(Dataset rows on where objects appear)
============================================================
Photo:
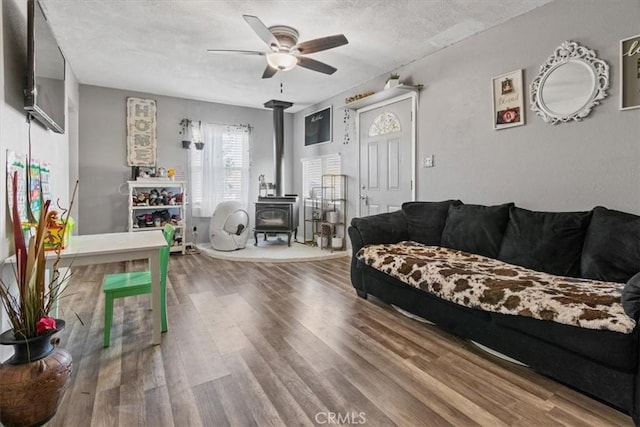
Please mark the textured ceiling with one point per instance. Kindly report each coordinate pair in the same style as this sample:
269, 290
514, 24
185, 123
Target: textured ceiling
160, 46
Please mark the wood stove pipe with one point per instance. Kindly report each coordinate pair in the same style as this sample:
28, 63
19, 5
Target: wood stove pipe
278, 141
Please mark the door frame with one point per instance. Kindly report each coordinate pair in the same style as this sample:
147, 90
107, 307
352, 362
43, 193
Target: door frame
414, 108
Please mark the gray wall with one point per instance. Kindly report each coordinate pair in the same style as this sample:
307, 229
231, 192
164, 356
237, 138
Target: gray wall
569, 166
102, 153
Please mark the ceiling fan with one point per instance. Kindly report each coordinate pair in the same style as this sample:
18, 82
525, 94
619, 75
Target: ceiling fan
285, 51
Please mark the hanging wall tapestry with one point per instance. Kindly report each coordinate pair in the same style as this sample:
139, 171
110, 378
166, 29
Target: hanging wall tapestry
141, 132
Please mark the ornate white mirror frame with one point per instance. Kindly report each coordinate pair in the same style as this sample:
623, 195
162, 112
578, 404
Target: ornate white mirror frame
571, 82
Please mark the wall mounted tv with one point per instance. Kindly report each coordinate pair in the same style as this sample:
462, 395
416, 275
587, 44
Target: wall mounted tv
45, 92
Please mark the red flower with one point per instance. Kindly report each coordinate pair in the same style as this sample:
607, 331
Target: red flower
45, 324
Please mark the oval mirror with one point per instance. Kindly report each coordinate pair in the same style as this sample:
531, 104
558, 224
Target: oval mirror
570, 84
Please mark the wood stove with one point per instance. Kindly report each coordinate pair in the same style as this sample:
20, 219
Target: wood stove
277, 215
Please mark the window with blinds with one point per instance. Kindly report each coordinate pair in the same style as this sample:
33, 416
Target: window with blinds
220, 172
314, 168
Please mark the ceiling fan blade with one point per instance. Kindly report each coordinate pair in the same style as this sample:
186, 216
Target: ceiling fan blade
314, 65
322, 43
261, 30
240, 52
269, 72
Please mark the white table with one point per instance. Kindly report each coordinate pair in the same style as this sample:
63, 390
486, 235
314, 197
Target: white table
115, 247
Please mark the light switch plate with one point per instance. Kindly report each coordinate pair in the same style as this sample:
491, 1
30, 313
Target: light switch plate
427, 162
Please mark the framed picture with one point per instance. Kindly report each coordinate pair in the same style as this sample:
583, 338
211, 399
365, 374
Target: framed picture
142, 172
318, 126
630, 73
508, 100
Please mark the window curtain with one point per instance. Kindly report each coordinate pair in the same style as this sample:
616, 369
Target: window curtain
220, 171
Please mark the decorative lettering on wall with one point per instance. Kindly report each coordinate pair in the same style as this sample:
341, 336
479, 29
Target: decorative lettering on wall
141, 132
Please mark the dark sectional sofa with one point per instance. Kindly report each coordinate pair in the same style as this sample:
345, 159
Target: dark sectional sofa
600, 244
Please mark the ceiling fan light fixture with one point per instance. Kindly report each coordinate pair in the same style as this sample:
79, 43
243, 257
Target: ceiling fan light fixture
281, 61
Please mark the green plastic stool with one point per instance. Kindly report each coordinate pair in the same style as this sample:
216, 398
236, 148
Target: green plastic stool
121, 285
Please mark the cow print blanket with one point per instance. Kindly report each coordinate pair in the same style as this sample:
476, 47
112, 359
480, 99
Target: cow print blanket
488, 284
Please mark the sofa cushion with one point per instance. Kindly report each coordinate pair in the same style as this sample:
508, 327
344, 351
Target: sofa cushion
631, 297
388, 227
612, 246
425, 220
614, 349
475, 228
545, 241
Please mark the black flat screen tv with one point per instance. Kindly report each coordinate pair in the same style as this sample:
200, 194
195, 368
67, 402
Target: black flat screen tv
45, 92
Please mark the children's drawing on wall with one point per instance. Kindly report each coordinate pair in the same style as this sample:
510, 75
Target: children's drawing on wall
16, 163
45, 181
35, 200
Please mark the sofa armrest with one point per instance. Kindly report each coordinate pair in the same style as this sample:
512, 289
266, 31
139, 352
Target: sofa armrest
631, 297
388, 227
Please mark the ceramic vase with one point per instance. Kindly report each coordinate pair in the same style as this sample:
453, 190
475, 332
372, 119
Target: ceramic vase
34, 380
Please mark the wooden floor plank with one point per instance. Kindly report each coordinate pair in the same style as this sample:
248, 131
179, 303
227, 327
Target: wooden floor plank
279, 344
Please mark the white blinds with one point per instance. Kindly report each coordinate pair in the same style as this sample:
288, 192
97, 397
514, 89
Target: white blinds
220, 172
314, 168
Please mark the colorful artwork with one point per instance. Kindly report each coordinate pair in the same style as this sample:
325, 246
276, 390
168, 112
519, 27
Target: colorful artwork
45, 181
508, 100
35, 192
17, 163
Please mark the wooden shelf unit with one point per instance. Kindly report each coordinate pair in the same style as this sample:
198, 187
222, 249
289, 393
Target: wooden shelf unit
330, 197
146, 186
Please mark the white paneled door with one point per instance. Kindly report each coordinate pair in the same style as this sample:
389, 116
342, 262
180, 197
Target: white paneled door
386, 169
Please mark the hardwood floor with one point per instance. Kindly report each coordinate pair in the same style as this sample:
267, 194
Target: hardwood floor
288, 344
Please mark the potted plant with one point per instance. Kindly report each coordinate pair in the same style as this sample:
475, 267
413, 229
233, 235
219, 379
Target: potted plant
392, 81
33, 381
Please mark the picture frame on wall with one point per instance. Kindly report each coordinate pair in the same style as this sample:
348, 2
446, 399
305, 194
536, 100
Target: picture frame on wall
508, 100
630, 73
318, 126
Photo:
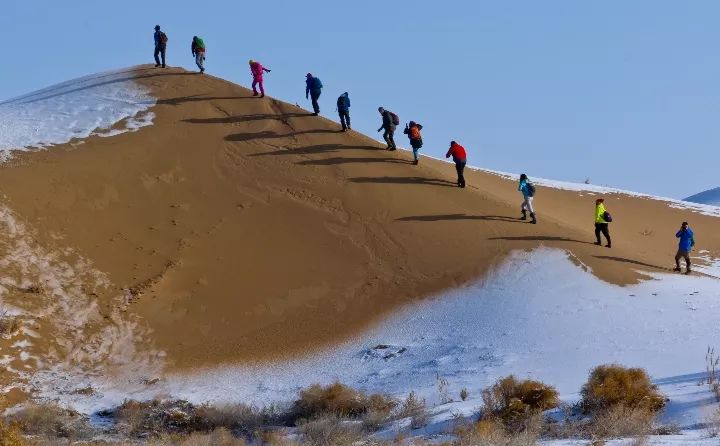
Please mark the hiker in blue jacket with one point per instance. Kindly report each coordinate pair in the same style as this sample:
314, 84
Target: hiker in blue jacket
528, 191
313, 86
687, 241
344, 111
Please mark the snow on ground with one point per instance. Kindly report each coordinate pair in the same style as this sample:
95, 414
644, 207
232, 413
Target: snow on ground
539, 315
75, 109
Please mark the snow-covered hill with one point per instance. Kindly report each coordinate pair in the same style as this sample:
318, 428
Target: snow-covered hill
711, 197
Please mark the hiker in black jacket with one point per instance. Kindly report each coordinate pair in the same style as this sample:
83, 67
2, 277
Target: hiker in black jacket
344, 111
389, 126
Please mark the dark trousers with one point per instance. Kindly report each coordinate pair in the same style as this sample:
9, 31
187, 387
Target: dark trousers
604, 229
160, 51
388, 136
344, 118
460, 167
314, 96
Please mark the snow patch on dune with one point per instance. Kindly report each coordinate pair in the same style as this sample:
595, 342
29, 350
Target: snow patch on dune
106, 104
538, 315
============================================================
Set problem »
Copy exactly the lines of the listing above, beginning at the line with "Please mark the snow-covered" and ending at its final line; write out nothing else.

Task output »
Please mark the snow-covered hill with one point per instance. Kindly report each coordinate pair in the same style as this sample:
318, 428
Target: snow-covered hill
711, 197
Please mark the hiker in black jacket with one point per instance. Kindly report each coordinate pair in the same style as this sample:
83, 67
2, 277
Target: hiker in black jacket
344, 111
389, 126
Please mark the dark trousers with one point per instance. Kindly report each coordinate pair in the same style as this sample:
9, 31
187, 387
Target: dark trousers
604, 229
160, 51
388, 136
344, 118
460, 167
314, 96
Please mark the snow patch on dune with one point per instance. Kindly report each coordinate pair in the same style as this sample:
595, 342
29, 350
Target: snow patch on dune
106, 104
538, 315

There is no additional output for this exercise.